MATERIAL PROVIDED:
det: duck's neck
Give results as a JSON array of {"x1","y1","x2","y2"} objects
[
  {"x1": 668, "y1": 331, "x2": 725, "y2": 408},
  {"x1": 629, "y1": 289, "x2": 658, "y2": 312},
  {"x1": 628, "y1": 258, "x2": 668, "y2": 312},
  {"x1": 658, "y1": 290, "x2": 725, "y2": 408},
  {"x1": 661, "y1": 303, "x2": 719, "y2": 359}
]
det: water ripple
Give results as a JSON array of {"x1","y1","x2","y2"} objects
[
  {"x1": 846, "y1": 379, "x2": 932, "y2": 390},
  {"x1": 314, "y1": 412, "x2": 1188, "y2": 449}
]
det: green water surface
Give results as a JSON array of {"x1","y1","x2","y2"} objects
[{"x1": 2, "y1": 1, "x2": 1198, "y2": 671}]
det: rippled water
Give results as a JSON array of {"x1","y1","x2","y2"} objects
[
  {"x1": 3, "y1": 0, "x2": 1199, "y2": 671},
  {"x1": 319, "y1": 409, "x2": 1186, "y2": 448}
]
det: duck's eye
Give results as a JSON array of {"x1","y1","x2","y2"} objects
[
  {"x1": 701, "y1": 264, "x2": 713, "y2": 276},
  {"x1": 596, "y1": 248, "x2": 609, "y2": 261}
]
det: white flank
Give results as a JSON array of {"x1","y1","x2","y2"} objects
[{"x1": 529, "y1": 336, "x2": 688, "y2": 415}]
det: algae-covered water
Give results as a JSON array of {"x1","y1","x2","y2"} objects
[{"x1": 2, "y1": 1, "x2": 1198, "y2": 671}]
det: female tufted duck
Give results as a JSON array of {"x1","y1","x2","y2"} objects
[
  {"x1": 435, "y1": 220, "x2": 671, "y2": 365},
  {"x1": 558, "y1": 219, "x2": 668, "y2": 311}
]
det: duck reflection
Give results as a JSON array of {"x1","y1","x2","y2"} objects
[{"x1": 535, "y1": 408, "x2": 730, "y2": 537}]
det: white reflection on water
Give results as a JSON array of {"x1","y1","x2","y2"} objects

ASSIGNED TASK: The data above must be returned in full, exactly as written.

OUTPUT BELOW:
det: duck's neck
Give results as a JSON array of {"x1","y1","x2","y2"} objects
[
  {"x1": 668, "y1": 331, "x2": 725, "y2": 408},
  {"x1": 629, "y1": 289, "x2": 658, "y2": 312},
  {"x1": 628, "y1": 258, "x2": 668, "y2": 312},
  {"x1": 658, "y1": 290, "x2": 725, "y2": 408},
  {"x1": 661, "y1": 303, "x2": 719, "y2": 359}
]
det: water ripple
Give results as a JSON array of {"x1","y1","x2","y2"} objects
[
  {"x1": 846, "y1": 379, "x2": 932, "y2": 390},
  {"x1": 314, "y1": 412, "x2": 1188, "y2": 449}
]
det: green water surface
Give results as a JSON array of {"x1","y1","x2","y2"} objects
[{"x1": 2, "y1": 1, "x2": 1198, "y2": 671}]
det: rippled water
Give results as a JSON array of {"x1","y1","x2","y2"} objects
[
  {"x1": 3, "y1": 0, "x2": 1199, "y2": 671},
  {"x1": 319, "y1": 409, "x2": 1186, "y2": 448}
]
det: duck's eye
Give results as a JSON array of {"x1","y1","x2","y2"} objects
[
  {"x1": 701, "y1": 264, "x2": 713, "y2": 276},
  {"x1": 596, "y1": 248, "x2": 609, "y2": 261}
]
det: white flank
Give results as a JSON array of {"x1","y1","x2","y2"} objects
[{"x1": 529, "y1": 336, "x2": 688, "y2": 415}]
det: algae-covered water
Give results as a JSON array of {"x1","y1","x2","y2"} objects
[{"x1": 2, "y1": 1, "x2": 1198, "y2": 671}]
det: female tufted duck
Give results as a JSON array of {"x1","y1","x2","y2"} objects
[
  {"x1": 435, "y1": 220, "x2": 671, "y2": 365},
  {"x1": 558, "y1": 219, "x2": 668, "y2": 311}
]
det: duck reflection
Give results as a JSON array of {"x1","y1","x2","y2"} objects
[{"x1": 535, "y1": 408, "x2": 730, "y2": 537}]
det: white reflection on water
Give results as a JSON array of {"x1","y1","x2","y2"} objects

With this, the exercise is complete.